**What the task requires**
Repeat the data exactly as it stands.

**Data to use**
* * *

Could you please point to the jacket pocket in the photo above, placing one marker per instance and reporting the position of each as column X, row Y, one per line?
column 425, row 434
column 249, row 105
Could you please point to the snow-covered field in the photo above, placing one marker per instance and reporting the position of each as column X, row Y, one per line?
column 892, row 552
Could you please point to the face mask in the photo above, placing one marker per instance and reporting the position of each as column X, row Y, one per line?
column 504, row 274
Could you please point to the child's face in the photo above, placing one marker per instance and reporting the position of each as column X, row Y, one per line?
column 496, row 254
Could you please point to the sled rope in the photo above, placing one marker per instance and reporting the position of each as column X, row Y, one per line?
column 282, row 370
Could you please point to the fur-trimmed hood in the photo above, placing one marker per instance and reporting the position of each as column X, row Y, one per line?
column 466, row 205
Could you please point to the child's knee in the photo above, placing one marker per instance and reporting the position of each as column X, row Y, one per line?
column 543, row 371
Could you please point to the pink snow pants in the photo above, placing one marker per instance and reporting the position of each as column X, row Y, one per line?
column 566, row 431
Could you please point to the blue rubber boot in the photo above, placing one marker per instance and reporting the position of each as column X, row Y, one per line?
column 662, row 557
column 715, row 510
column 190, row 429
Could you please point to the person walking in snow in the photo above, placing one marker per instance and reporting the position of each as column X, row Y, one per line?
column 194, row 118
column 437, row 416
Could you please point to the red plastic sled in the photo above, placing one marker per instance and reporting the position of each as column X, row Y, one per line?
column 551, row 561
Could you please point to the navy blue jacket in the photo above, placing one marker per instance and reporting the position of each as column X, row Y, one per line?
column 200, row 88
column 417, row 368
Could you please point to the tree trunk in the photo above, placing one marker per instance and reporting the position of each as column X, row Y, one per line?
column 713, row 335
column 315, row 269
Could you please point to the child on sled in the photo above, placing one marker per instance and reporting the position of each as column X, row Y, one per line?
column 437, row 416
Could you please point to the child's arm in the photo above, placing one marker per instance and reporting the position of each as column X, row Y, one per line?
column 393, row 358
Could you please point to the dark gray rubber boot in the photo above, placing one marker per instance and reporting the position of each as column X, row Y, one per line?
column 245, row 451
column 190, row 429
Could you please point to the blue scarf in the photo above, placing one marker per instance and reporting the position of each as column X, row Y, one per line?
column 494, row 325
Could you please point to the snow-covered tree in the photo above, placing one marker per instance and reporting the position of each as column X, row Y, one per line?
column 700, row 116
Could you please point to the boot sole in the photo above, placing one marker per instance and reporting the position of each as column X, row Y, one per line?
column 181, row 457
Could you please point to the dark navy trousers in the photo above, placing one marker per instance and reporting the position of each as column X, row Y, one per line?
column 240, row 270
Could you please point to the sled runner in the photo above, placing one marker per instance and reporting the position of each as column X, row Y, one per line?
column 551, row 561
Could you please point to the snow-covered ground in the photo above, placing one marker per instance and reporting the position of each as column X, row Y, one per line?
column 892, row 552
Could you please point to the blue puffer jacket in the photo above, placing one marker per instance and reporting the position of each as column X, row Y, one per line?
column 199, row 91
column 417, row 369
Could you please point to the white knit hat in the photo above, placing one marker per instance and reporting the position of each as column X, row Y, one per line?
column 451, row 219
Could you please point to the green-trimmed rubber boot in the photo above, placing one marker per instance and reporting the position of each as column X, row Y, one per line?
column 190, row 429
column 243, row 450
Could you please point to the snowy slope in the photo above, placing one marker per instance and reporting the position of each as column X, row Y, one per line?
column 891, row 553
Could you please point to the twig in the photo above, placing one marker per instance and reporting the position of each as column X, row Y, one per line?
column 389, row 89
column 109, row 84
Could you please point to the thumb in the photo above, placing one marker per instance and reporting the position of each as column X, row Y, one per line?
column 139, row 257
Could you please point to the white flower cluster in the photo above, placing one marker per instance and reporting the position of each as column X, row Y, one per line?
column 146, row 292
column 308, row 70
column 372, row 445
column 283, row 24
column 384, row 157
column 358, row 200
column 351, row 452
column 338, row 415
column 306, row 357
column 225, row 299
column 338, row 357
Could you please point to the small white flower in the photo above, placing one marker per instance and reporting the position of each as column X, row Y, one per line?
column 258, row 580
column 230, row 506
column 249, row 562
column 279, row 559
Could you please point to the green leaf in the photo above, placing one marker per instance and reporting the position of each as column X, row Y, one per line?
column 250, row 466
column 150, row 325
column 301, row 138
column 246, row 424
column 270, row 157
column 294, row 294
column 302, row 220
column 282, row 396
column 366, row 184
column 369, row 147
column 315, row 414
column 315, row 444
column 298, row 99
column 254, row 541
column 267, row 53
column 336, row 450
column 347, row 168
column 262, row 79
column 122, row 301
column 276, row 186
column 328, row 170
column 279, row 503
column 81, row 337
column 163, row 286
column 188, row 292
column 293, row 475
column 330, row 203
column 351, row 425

* * *

**Solution to this problem**
Could you please point to the jacket pocket in the photo above, placing one marker per instance and reporting the position of each as column X, row Y, one per line?
column 425, row 434
column 249, row 105
Could you please point to the snow-covered field in the photo above, placing one marker per instance and reporting the position of each as column X, row Y, one per line?
column 892, row 552
Could you please point to the face mask in the photo above, placing one marker per instance and reporting the position of each as column X, row Y, one per line?
column 504, row 274
Could you please point to the child's face in the photo above, placing one marker per instance and reporting the position of each as column X, row Y, one per line?
column 496, row 254
Could you please point to the sled rope in the photo above, placing one marker per instance and reporting the position of each as column X, row Y, one per line?
column 282, row 370
Could you please point to the fur-trimmed hood in the photo above, placing one marker per instance and reporting the position of each as column X, row Y, one per line?
column 466, row 205
Could you please point to the child's knee in the photo above, placing one marker per instance and reporting the position of each as column X, row Y, one per line?
column 543, row 371
Could you please point to the pink snow pants in the photo above, placing one marker per instance and reporting the position of each as column X, row Y, one per line?
column 566, row 431
Could you please point to the blue rubber boot in the photo above, placing one marker per instance and reporting the position of each as column X, row Y, one per line?
column 662, row 557
column 715, row 510
column 190, row 429
Could you please point to the person walking in snow in the photo above, placing one marker per instance and reporting the position of each as column X, row Y, one per line?
column 194, row 118
column 437, row 416
Could you please point to the red plastic sled in the photo above, placing one marker per instance and reporting the position of each as column X, row Y, one per line?
column 551, row 561
Could you please point to the navy blue jacket in the photo above, placing one marker per instance and reporting the position of each as column X, row Y, one per line?
column 200, row 88
column 417, row 368
Could you please point to the tree trunk in the photo above, placing one marker per instance and reporting the position of each as column X, row Y, one per line?
column 713, row 335
column 315, row 269
Could you please point to the child on sled in the photo above, placing one marker per instance and reporting the position of each as column X, row Y, one per line?
column 437, row 416
Could you please point to the child's arm in the photo above, placing one marker per instance and reporting the position of each as column X, row Y, one per line?
column 393, row 358
Could you please point to the dark gray rubber boot in the photo above, placing one marker per instance and reporting the position of each as column X, row Y, one per line?
column 245, row 451
column 190, row 429
Could you please point to the blue scarf in the photo above, placing one marker per instance and reporting the position of each as column X, row Y, one per line?
column 494, row 325
Could you please point to the snow-covered tree in the photo above, placing one marker per instance and reporting the position of each as column X, row Y, one per line?
column 700, row 116
Could you please point to the boot sole in the photo above, placing one marker per instance and reporting the position of each as column X, row Y, one per line?
column 181, row 457
Could you please point to the dark navy trousers in the photo above, placing one marker per instance and reporting the position of each as column X, row Y, one per line?
column 240, row 270
Could you please point to the sled runner in the photo above, placing one marker per instance and reporting the position of each as column X, row Y, one per line?
column 551, row 561
Could you please point to the snow-covered ground in the photo above, placing one marker per instance and reporting the position of each as column X, row Y, one per line?
column 892, row 552
Could you please point to the blue puffer jacket in the photo above, placing one marker per instance and reporting the position of each as column X, row Y, one per line?
column 199, row 91
column 417, row 369
Could you please point to the white knit hat in the photo above, placing one marker per instance and reporting the position of each as column X, row Y, one per line?
column 451, row 219
Could you please point to the green-trimmed rubber boot in the photo above, placing one marker per instance and reporting the position of each as column X, row Y, one per line?
column 190, row 429
column 243, row 450
Could you please point to the snowy slope in the photo above, placing one marker per instance and reporting the position of each as column X, row Y, one per line?
column 891, row 553
Could you please point to the twig in the photo above, placing one marker per instance and reporting the position of each as column X, row Y, one per line?
column 389, row 89
column 109, row 84
Could you please point to the thumb in the photo above, placing one marker per instance and reporting the position of each as column X, row Y, one per line?
column 139, row 257
Could you please point to the white flower cluster in the photo above, placing one marker per instance and reporting the position of each as column X, row Y, one per line?
column 146, row 292
column 308, row 70
column 372, row 445
column 283, row 24
column 384, row 157
column 358, row 200
column 351, row 452
column 338, row 415
column 306, row 357
column 225, row 299
column 338, row 357
Could you please point to the small white flower in the photo above, placing one marker per instance and reporting the position of each as column X, row Y, one per line?
column 258, row 580
column 230, row 506
column 249, row 562
column 279, row 559
Could you please point to the green leaf in the photo above, placing one marker per instance and reporting the position of each as column X, row Y, one per line?
column 250, row 466
column 150, row 325
column 301, row 138
column 246, row 424
column 270, row 157
column 294, row 294
column 302, row 220
column 282, row 396
column 366, row 184
column 369, row 147
column 315, row 414
column 315, row 444
column 298, row 99
column 254, row 541
column 267, row 53
column 336, row 450
column 347, row 168
column 262, row 79
column 122, row 301
column 276, row 186
column 328, row 170
column 279, row 503
column 81, row 337
column 163, row 286
column 188, row 292
column 293, row 475
column 330, row 203
column 351, row 425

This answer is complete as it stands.